To do ▸
Can you print every record below exactly as written?

Data excerpts ▸
╔══
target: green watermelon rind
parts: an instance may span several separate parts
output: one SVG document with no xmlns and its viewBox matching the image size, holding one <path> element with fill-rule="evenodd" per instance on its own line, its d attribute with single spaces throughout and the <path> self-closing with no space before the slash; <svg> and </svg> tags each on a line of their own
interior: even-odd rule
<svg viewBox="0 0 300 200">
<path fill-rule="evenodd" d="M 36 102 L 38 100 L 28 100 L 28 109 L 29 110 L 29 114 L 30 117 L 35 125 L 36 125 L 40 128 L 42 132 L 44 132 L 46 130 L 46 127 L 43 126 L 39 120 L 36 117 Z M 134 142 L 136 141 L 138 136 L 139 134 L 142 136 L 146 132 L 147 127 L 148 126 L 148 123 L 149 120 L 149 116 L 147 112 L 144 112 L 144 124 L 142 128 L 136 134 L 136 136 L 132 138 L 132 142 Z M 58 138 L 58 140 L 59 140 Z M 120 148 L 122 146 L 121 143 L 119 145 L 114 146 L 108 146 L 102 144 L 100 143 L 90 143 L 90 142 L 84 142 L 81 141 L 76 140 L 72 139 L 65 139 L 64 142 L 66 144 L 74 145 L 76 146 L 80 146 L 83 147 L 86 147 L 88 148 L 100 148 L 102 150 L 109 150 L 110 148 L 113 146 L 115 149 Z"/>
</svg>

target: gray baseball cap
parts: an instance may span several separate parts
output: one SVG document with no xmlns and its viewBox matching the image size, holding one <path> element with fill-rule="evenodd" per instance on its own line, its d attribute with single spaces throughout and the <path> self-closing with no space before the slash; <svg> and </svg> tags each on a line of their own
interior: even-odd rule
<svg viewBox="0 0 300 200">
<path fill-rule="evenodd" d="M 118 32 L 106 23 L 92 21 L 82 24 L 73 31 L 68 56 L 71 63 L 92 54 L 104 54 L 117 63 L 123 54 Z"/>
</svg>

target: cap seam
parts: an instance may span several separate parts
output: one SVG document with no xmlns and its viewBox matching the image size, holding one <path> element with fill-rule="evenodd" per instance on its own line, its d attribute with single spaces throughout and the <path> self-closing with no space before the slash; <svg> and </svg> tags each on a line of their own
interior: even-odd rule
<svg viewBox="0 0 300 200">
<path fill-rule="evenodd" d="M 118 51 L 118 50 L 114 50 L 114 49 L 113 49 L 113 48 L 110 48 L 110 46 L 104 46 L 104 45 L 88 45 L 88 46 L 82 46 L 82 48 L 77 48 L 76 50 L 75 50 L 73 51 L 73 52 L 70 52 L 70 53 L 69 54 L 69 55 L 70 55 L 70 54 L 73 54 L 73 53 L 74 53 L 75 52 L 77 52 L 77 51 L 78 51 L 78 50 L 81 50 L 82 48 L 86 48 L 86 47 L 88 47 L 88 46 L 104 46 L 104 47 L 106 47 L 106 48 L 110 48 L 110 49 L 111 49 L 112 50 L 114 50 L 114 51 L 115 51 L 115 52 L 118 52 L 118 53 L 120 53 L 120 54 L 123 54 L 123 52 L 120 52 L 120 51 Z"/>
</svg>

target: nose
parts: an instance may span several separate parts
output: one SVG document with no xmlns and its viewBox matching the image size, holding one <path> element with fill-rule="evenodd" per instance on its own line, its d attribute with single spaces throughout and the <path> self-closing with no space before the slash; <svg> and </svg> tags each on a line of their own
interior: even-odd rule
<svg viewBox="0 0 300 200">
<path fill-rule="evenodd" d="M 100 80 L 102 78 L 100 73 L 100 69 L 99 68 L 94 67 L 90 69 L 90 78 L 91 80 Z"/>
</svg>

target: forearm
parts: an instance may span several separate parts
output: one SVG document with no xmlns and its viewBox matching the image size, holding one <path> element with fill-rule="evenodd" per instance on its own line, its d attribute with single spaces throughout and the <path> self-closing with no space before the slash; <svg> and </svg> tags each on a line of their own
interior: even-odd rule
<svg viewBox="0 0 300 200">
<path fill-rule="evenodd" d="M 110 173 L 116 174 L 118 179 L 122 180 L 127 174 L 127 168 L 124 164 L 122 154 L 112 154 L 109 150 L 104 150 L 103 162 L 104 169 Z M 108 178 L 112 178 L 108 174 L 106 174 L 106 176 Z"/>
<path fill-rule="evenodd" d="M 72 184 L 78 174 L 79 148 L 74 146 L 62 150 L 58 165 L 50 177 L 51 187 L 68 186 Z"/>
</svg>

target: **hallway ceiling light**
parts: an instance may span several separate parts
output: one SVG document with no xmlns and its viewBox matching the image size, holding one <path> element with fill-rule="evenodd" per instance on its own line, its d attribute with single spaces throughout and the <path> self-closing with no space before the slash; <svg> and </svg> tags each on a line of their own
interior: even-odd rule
╚══
Written solution ▸
target: green watermelon rind
parts: an instance may span several separate parts
output: one SVG document with no xmlns and its viewBox matching the image size, holding one <path> element with fill-rule="evenodd" per instance on its own line, its d attribute with single spaces throughout and the <path> self-closing with no space before the slash; <svg> and </svg> tags each on a line of their own
interior: even-odd rule
<svg viewBox="0 0 300 200">
<path fill-rule="evenodd" d="M 36 102 L 38 100 L 28 100 L 28 109 L 29 110 L 29 114 L 30 117 L 35 125 L 36 125 L 40 128 L 42 132 L 44 132 L 46 130 L 46 127 L 43 126 L 39 120 L 36 117 Z M 134 142 L 136 141 L 138 136 L 139 134 L 142 136 L 146 132 L 147 127 L 148 126 L 148 123 L 149 120 L 149 116 L 147 112 L 144 112 L 144 124 L 142 128 L 136 134 L 136 136 L 132 138 L 132 142 Z M 58 138 L 58 140 L 59 140 Z M 120 148 L 122 146 L 121 143 L 119 145 L 114 146 L 108 146 L 102 144 L 100 143 L 90 143 L 90 142 L 84 142 L 81 141 L 76 140 L 72 139 L 65 139 L 64 142 L 66 144 L 74 145 L 76 146 L 80 146 L 83 147 L 86 147 L 88 148 L 100 148 L 102 150 L 109 150 L 110 148 L 113 146 L 115 149 Z"/>
</svg>

target: gray baseball cap
parts: an instance may span several separate parts
output: one SVG document with no xmlns and its viewBox matching the image size, holding one <path> element with fill-rule="evenodd" per instance on its own line, its d attribute with single spaces throughout and the <path> self-closing with no space before the slash; <svg> and </svg> tags each on a line of their own
interior: even-odd rule
<svg viewBox="0 0 300 200">
<path fill-rule="evenodd" d="M 118 32 L 106 23 L 92 21 L 82 24 L 73 31 L 68 56 L 71 63 L 92 54 L 104 54 L 117 63 L 123 54 Z"/>
</svg>

target: cap seam
parts: an instance may span several separate parts
output: one SVG document with no xmlns and its viewBox matching the image size, holding one <path> element with fill-rule="evenodd" per instance on its own line, its d attribute with single spaces throughout and the <path> self-closing with no space before the slash; <svg> and </svg> tags each on a line of their own
interior: even-odd rule
<svg viewBox="0 0 300 200">
<path fill-rule="evenodd" d="M 118 51 L 118 50 L 114 50 L 114 49 L 113 49 L 113 48 L 110 48 L 110 46 L 104 46 L 104 45 L 88 45 L 88 46 L 82 46 L 82 48 L 77 48 L 76 50 L 75 50 L 73 51 L 73 52 L 70 52 L 70 53 L 69 54 L 69 55 L 70 55 L 70 54 L 73 54 L 73 53 L 74 53 L 75 52 L 77 52 L 77 51 L 78 51 L 78 50 L 81 50 L 82 48 L 86 48 L 86 47 L 88 47 L 88 46 L 104 46 L 104 47 L 106 47 L 106 48 L 110 48 L 110 49 L 111 49 L 112 50 L 114 50 L 114 51 L 115 51 L 115 52 L 118 52 L 118 53 L 120 53 L 120 54 L 123 54 L 123 52 L 120 52 L 120 51 Z"/>
</svg>

target: nose
parts: an instance may span several separate parts
output: one SVG document with no xmlns and its viewBox matching the image size, holding one <path> element with fill-rule="evenodd" per instance on its own line, its d attribute with single spaces throughout and the <path> self-closing with no space before the slash; <svg> and </svg> tags each on a line of their own
interior: even-odd rule
<svg viewBox="0 0 300 200">
<path fill-rule="evenodd" d="M 100 80 L 102 78 L 100 73 L 100 69 L 99 68 L 94 67 L 90 69 L 90 78 L 91 80 Z"/>
</svg>

target: forearm
parts: an instance may span several separate parts
output: one SVG document with no xmlns and its viewBox matching the image size, holding one <path> element with fill-rule="evenodd" per instance on its own line, its d attribute with single spaces throughout and the <path> self-closing with no space before the slash; <svg> and </svg> tags each on a line of their own
interior: even-odd rule
<svg viewBox="0 0 300 200">
<path fill-rule="evenodd" d="M 110 173 L 116 174 L 118 179 L 122 180 L 127 174 L 127 168 L 124 164 L 122 154 L 112 154 L 109 150 L 104 150 L 103 162 L 104 169 Z M 108 178 L 112 178 L 108 174 L 106 174 L 106 176 Z"/>
<path fill-rule="evenodd" d="M 72 184 L 78 174 L 79 148 L 74 146 L 62 150 L 58 165 L 50 177 L 51 187 L 68 186 Z"/>
</svg>

target: **hallway ceiling light**
parts: an instance may span several separate parts
output: one SVG document with no xmlns and its viewBox matching the image size, holding one <path> element with fill-rule="evenodd" per instance on its own line, its d attribute with single spaces throughout and the <path> self-closing with no space before the slash; <svg> and </svg> tags each on a line of their own
interior: even-odd rule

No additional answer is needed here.